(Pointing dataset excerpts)
┌──
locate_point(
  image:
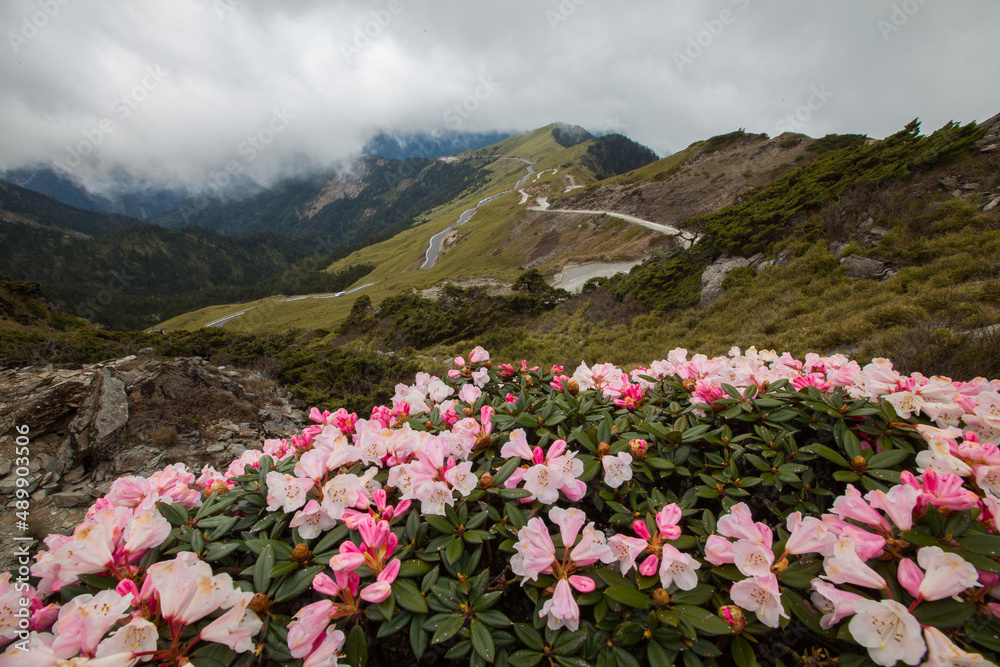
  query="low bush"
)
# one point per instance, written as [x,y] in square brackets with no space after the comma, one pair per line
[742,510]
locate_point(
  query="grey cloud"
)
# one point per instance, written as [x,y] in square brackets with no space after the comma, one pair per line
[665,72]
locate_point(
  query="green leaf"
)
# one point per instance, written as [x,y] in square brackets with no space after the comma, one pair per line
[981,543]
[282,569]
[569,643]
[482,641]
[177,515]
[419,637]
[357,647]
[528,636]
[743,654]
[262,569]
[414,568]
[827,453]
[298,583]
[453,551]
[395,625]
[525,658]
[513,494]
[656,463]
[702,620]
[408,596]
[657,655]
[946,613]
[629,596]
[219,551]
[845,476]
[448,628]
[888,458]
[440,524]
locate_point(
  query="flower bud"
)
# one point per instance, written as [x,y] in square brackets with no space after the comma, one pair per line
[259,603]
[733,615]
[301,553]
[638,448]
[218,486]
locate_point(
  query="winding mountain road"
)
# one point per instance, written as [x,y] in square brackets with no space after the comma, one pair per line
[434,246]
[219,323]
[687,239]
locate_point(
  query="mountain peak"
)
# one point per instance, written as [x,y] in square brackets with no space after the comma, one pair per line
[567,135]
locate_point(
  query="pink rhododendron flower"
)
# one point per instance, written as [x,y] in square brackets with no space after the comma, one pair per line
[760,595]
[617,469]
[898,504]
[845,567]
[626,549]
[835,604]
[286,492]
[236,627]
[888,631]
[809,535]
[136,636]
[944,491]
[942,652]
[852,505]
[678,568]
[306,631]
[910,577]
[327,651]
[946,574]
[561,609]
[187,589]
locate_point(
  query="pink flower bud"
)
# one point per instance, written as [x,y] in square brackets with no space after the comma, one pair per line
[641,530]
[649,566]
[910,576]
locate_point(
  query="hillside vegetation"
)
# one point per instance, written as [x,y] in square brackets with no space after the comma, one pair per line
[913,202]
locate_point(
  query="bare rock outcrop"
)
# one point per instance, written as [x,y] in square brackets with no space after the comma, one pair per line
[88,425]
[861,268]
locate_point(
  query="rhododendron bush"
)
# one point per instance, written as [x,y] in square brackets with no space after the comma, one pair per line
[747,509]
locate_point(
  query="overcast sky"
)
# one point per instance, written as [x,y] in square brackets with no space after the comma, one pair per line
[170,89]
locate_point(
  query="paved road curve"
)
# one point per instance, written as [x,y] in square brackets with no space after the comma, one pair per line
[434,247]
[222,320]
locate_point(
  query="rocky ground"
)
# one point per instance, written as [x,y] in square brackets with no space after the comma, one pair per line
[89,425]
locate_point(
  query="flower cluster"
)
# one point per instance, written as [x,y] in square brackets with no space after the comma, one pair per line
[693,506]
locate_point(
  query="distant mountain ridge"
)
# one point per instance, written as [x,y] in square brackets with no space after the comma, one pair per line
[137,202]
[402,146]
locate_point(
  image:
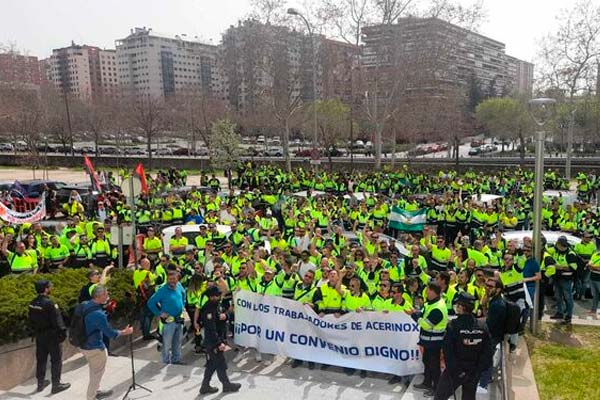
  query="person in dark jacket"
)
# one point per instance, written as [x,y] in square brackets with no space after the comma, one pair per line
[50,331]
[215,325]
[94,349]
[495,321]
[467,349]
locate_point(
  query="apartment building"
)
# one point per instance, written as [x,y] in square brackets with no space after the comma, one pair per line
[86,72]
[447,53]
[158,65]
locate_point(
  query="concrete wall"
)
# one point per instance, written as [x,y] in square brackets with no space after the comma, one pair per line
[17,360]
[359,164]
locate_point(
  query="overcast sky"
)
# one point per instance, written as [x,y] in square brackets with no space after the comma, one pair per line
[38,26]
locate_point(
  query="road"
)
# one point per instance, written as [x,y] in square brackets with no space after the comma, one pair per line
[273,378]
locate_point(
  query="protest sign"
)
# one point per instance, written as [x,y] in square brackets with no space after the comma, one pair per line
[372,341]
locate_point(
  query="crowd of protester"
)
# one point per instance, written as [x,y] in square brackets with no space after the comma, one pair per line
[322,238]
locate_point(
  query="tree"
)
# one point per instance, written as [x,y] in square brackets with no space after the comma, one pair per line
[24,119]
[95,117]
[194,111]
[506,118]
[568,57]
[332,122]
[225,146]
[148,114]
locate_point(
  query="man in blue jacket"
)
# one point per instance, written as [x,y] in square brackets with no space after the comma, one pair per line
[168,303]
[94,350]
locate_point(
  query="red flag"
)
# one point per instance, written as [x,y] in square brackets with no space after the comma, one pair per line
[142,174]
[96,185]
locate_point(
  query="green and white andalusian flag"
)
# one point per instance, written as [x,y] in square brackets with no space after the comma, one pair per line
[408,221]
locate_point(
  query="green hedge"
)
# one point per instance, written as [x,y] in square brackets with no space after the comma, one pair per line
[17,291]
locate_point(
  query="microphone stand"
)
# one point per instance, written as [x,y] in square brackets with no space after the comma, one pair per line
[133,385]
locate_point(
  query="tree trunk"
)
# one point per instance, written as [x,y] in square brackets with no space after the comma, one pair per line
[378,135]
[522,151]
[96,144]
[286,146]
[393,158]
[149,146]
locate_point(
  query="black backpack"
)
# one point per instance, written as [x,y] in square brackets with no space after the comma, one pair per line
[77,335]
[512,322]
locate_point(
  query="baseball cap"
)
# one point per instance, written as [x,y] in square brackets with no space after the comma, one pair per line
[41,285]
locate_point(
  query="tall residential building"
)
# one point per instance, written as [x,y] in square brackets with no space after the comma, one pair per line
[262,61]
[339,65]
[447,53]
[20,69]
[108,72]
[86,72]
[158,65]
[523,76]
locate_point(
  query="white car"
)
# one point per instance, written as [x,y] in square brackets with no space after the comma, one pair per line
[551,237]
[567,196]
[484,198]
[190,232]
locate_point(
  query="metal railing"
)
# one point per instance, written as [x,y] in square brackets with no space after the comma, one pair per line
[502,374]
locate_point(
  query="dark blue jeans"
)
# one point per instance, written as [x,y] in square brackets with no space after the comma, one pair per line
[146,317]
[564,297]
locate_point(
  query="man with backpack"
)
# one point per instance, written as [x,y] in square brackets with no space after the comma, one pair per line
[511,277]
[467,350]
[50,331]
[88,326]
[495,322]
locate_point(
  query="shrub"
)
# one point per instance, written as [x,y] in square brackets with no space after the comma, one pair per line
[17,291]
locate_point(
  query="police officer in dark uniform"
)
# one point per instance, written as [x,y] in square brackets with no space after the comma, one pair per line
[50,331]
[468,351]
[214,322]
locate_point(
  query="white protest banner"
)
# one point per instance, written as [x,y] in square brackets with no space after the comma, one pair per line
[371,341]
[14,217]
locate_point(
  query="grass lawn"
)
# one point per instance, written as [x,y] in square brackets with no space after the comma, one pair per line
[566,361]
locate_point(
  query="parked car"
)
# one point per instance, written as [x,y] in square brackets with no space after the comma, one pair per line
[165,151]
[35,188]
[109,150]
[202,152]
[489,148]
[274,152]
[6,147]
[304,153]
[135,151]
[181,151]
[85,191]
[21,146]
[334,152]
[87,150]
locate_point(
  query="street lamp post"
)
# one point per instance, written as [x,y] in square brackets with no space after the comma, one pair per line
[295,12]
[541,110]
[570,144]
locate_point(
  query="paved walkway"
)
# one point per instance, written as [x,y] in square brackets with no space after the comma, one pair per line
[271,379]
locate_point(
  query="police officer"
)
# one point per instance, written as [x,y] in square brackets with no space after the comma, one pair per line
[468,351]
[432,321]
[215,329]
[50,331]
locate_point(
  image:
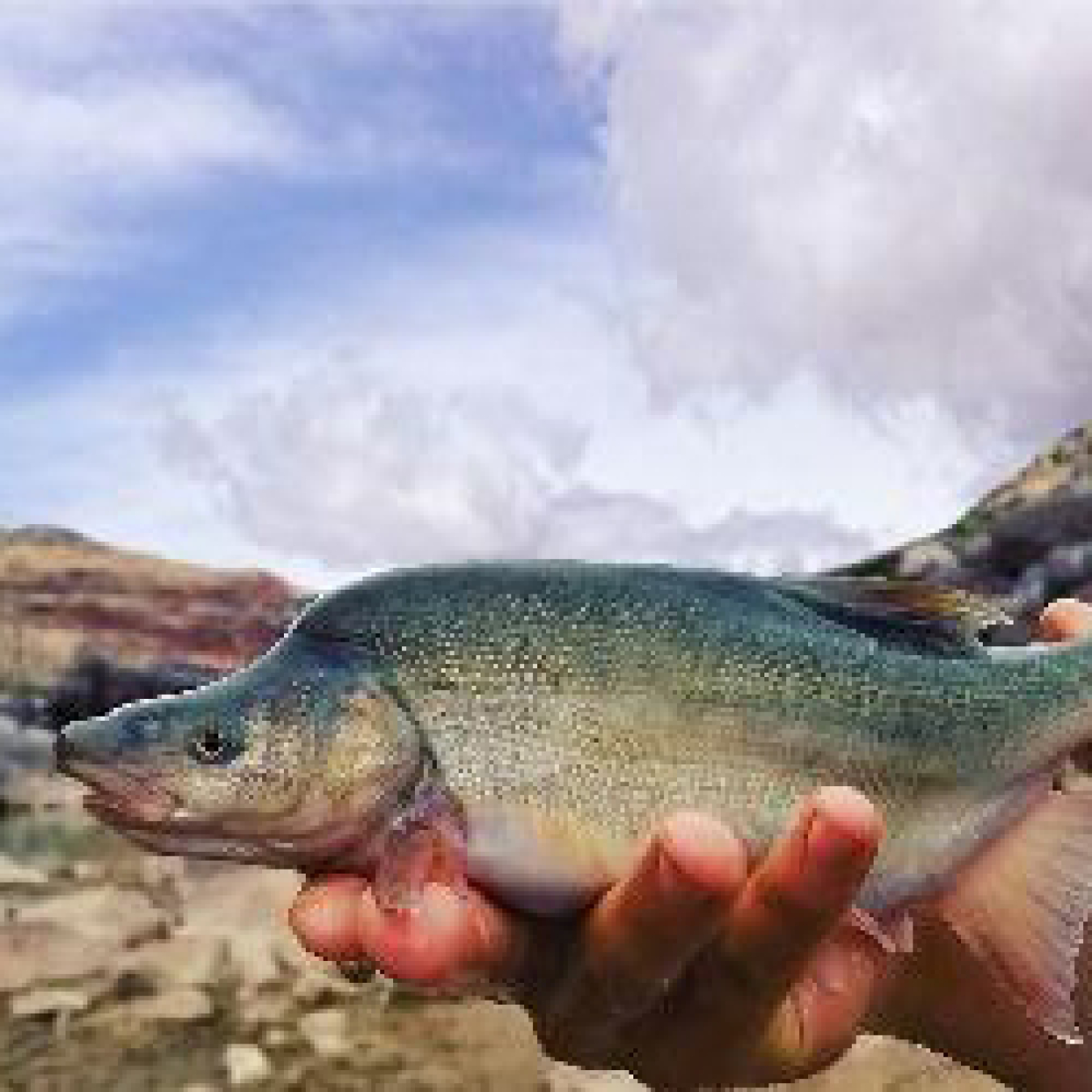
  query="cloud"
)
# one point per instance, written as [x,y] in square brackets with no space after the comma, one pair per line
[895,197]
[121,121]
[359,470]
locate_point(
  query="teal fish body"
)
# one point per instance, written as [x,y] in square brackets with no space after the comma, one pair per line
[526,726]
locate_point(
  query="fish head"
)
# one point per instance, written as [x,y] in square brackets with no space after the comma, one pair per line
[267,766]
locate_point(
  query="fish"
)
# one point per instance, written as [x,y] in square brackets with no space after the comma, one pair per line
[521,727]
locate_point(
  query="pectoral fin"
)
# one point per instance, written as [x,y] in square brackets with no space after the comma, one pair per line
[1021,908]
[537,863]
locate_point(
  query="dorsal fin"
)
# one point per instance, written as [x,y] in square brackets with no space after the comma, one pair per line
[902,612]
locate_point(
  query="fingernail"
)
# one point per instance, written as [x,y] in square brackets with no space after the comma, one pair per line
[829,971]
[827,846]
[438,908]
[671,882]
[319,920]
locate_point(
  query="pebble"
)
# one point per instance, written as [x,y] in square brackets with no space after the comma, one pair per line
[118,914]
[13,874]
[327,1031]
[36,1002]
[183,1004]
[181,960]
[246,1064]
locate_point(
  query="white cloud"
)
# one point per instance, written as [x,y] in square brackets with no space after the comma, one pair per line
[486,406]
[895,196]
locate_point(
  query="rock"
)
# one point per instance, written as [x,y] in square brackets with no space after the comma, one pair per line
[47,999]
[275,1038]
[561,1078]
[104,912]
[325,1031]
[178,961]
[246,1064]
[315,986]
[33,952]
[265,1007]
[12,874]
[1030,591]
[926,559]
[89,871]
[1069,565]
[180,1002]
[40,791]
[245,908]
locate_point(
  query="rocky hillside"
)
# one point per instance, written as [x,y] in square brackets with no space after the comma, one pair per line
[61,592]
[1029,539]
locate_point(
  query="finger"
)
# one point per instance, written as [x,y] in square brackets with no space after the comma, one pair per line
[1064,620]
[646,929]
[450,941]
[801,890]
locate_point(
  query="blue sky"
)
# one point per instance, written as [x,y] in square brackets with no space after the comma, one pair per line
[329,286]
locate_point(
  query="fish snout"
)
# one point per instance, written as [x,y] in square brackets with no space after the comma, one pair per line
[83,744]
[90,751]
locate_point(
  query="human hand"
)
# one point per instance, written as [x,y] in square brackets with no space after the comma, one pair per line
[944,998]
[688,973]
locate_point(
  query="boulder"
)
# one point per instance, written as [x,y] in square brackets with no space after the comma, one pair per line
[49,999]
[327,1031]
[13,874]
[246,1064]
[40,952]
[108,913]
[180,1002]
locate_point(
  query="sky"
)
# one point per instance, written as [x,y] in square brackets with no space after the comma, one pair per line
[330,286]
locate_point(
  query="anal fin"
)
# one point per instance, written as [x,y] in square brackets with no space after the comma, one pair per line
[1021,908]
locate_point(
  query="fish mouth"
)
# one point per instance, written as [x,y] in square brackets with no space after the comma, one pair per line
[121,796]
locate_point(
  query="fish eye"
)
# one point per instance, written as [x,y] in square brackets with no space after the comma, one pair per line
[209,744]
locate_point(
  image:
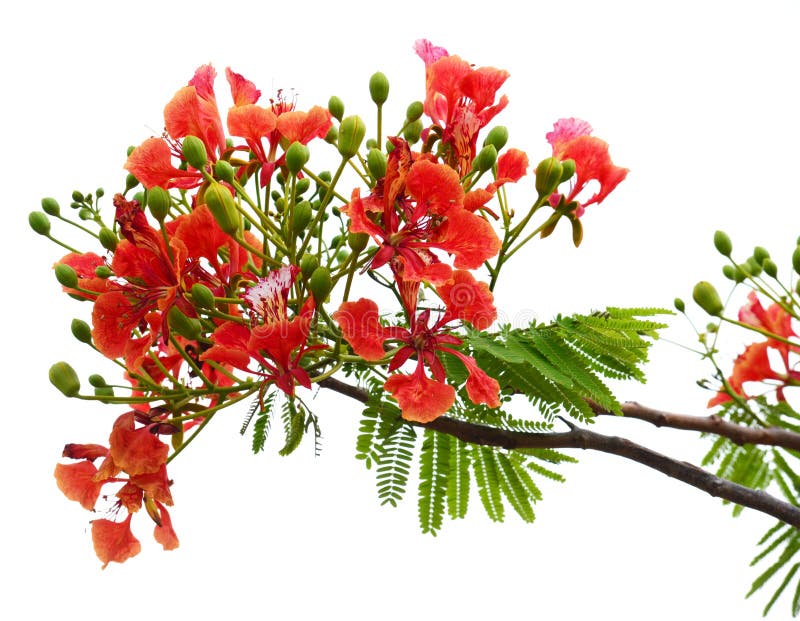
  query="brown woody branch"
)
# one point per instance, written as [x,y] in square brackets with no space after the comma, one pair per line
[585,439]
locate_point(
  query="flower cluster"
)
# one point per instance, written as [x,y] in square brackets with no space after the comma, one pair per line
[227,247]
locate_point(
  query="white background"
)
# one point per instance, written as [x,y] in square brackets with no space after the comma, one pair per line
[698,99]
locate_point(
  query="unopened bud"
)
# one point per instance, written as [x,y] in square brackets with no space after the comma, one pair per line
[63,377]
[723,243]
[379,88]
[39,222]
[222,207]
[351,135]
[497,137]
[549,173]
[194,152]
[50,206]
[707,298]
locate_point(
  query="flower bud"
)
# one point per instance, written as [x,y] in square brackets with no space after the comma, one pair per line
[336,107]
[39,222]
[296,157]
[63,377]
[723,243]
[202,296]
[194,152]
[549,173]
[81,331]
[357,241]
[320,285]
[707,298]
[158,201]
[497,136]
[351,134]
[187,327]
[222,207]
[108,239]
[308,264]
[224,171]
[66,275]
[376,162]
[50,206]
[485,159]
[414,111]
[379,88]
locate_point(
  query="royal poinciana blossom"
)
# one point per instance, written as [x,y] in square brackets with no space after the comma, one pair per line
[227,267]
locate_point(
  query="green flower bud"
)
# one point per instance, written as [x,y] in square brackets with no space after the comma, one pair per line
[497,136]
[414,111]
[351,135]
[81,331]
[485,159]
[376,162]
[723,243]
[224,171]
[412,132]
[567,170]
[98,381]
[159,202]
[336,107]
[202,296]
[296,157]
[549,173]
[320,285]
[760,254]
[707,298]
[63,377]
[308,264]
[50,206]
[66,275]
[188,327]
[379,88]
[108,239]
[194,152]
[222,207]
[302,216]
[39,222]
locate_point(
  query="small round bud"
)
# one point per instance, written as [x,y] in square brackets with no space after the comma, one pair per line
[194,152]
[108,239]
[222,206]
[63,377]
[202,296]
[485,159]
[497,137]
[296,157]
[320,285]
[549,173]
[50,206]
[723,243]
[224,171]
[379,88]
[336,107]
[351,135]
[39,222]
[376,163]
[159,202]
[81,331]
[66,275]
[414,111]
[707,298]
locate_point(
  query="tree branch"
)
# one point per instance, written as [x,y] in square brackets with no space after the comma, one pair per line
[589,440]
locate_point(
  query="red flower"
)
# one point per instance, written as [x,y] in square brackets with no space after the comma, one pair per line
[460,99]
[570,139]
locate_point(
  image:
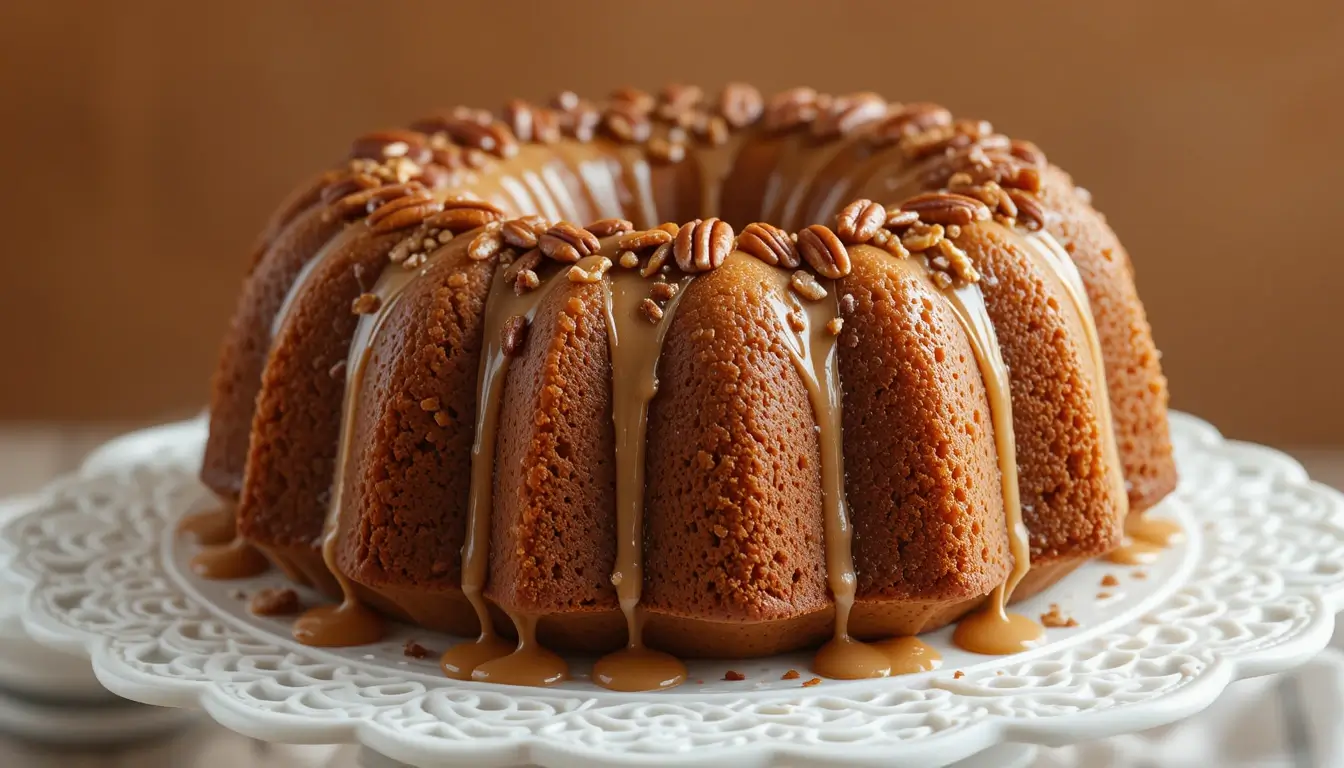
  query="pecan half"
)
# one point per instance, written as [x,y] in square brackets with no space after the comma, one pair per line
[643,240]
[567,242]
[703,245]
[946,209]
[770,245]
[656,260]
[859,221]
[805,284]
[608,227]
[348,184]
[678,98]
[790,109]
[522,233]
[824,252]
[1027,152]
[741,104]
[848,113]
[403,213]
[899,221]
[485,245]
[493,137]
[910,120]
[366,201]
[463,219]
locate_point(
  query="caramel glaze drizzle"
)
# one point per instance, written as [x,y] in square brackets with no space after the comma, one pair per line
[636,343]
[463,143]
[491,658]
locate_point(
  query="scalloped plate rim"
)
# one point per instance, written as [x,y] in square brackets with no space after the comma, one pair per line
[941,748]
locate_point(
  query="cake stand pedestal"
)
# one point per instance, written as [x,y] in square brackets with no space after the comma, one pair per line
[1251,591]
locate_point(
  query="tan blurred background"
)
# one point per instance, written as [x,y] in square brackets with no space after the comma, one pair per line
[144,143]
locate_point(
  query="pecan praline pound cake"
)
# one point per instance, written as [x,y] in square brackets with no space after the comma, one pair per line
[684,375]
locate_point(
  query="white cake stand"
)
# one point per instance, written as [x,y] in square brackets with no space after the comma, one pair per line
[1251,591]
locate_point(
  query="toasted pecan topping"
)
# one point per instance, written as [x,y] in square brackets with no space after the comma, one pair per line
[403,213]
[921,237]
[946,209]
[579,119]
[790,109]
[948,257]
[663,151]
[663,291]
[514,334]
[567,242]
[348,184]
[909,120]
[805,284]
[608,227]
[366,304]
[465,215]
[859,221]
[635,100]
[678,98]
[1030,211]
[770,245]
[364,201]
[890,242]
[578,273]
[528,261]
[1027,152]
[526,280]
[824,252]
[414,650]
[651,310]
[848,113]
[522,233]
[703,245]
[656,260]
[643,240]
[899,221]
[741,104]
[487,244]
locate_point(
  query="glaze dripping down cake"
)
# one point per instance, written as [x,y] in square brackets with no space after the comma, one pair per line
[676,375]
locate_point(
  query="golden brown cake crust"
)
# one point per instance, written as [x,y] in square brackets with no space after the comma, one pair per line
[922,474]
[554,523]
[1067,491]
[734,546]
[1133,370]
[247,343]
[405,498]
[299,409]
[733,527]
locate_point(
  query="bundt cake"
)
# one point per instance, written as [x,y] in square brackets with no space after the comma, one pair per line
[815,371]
└──
• DIRECTIVE: Pick out every line in the data above that contains the word "jacket", and copy each one.

• PROBLEM SOLUTION:
  query="person in dark jacket"
  query="man in blue jacket"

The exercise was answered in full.